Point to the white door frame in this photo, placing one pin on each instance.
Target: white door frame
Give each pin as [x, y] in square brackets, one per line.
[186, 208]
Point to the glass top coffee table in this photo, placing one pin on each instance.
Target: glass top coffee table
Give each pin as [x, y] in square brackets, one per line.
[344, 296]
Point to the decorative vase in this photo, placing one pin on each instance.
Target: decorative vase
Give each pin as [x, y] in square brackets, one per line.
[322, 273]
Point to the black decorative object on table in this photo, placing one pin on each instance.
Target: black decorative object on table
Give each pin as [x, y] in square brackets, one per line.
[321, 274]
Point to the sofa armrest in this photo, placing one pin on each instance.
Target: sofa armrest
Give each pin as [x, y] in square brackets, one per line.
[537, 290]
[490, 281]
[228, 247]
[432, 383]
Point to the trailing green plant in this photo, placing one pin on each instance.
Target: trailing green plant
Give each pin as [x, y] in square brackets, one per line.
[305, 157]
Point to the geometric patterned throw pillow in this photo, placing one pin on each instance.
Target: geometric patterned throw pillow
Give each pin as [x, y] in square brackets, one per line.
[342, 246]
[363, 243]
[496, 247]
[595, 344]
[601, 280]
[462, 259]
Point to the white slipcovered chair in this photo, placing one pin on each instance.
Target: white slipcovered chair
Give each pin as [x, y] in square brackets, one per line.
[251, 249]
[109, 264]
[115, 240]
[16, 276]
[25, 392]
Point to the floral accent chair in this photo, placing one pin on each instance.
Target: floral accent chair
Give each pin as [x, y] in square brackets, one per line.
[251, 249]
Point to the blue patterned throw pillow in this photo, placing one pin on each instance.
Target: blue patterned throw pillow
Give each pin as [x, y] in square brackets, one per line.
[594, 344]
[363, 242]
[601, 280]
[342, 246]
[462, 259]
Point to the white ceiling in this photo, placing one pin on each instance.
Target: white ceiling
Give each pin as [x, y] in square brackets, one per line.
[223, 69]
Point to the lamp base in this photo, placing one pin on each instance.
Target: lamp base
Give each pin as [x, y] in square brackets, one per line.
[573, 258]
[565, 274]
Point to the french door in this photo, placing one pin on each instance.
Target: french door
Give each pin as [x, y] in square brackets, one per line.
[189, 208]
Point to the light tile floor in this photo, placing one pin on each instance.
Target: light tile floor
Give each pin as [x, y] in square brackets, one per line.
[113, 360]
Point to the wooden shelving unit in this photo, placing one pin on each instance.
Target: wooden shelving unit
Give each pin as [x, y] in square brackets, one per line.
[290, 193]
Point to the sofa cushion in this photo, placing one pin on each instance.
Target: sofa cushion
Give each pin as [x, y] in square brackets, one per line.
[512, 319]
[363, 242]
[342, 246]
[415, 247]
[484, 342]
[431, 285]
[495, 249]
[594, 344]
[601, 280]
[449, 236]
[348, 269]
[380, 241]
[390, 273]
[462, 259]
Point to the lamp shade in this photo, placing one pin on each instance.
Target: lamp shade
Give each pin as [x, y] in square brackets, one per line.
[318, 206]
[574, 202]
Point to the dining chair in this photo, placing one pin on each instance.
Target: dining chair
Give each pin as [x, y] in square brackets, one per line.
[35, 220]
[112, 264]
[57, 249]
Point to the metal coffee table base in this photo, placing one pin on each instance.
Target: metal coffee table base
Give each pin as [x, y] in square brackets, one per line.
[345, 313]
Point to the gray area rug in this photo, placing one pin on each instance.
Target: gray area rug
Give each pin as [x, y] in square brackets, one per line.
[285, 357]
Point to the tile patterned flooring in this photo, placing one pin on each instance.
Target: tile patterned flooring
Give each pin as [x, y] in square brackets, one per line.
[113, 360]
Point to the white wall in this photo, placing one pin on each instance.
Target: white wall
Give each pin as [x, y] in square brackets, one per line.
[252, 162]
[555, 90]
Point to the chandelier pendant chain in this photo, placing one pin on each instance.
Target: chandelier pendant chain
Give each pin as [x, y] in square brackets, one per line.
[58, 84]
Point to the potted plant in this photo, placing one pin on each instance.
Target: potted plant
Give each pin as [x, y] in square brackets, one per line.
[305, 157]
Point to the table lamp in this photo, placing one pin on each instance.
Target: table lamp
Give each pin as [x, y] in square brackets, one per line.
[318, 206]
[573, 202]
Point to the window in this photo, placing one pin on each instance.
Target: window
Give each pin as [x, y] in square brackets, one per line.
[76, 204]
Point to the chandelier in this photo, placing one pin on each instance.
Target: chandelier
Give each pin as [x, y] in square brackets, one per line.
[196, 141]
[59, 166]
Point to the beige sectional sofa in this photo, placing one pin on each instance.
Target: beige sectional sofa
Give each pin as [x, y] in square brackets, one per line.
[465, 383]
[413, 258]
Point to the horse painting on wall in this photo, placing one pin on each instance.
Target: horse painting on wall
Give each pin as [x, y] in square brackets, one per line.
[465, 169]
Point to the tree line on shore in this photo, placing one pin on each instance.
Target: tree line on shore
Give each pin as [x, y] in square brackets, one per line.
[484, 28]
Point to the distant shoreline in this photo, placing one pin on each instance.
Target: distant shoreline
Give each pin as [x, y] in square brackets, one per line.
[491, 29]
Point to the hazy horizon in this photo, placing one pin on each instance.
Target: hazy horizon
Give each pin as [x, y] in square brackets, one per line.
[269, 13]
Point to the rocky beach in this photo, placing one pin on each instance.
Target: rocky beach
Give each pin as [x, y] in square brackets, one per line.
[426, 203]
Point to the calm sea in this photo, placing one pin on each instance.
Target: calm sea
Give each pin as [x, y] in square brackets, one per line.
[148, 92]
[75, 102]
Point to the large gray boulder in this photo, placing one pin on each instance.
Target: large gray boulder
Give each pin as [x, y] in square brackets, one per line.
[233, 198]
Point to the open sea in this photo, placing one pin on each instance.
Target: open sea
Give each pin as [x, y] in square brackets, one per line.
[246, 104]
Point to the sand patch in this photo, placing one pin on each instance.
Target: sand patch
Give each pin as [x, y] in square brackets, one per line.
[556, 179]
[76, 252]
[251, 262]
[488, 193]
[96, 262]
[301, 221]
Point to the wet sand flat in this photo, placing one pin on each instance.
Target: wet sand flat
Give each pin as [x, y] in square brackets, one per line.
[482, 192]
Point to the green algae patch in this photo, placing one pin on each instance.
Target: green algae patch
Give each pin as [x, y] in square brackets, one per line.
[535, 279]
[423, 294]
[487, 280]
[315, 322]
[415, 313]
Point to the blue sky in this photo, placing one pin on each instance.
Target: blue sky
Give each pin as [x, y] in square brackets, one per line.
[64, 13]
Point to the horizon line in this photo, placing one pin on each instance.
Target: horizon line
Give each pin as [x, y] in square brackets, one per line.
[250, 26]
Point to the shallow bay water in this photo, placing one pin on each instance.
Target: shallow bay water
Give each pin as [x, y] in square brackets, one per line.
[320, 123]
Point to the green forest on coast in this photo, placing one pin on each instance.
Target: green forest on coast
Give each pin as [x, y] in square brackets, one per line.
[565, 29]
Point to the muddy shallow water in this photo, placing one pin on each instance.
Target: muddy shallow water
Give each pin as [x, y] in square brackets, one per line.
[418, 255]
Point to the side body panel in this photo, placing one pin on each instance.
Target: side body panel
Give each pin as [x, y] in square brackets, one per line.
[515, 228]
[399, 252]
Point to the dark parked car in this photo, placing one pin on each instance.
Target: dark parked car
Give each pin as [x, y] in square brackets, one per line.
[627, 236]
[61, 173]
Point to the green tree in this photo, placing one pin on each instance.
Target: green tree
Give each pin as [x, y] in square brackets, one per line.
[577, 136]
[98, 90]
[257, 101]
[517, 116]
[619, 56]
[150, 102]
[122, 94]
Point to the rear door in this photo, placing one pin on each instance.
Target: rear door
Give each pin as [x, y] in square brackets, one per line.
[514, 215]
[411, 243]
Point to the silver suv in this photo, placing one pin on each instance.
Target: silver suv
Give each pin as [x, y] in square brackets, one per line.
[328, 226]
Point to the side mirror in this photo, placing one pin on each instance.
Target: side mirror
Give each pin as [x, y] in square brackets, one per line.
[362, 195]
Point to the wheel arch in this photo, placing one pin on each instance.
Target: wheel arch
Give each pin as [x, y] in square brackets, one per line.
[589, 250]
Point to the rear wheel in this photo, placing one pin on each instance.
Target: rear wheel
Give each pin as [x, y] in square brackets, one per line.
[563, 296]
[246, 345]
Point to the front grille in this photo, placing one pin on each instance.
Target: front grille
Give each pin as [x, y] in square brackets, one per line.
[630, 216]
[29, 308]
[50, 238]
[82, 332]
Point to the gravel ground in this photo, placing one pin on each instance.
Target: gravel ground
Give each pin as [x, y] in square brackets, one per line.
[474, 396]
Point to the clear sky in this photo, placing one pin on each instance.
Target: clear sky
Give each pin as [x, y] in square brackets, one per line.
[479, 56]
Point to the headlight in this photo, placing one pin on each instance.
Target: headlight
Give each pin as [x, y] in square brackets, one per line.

-=-=-

__Written request__:
Set down, word for word, only the lines running from the line with "Point to the silver" to the last line of the listing above. Both of those lines belong in your answer.

__Response to this exercise__:
Point to the silver suv in this photo, placing one pin on each instance.
Target: silver suv
Give each pin as [x, y] in square brackets, one per line.
[328, 226]
Point to the side mirror in this photo, placing one pin on each instance.
Target: side mirror
Give each pin as [x, y] in square brackets, one per line.
[362, 195]
Point to the wheel arch in this photo, placing one pin on each instance.
Target: wheel arch
Give each pin as [x, y] in square brackets, one per line.
[589, 250]
Point to the rear wheel in this photo, placing one pin on each instance.
Target: rear wheel
Give each pin as [x, y] in square brackets, one per line.
[563, 296]
[246, 345]
Point to the front grille in this photo, placing one pin on each instance.
Target: front grille
Give each pin as [x, y] in square brackets, one per line.
[630, 216]
[29, 308]
[50, 238]
[82, 332]
Point to the gravel ground in this photo, placing one pin on each instance.
Target: gravel ground
Give each pin as [x, y] in square brackets, one per line.
[474, 396]
Point to the clear sky in this photo, placing one pin on each instance.
Target: clear sky
Give each pin as [x, y] in square brackets, one per line.
[479, 56]
Point to the headlight in this photo, placing one pin on each instance.
Target: headlight
Give each pin as [x, y] in square brackets, one per line.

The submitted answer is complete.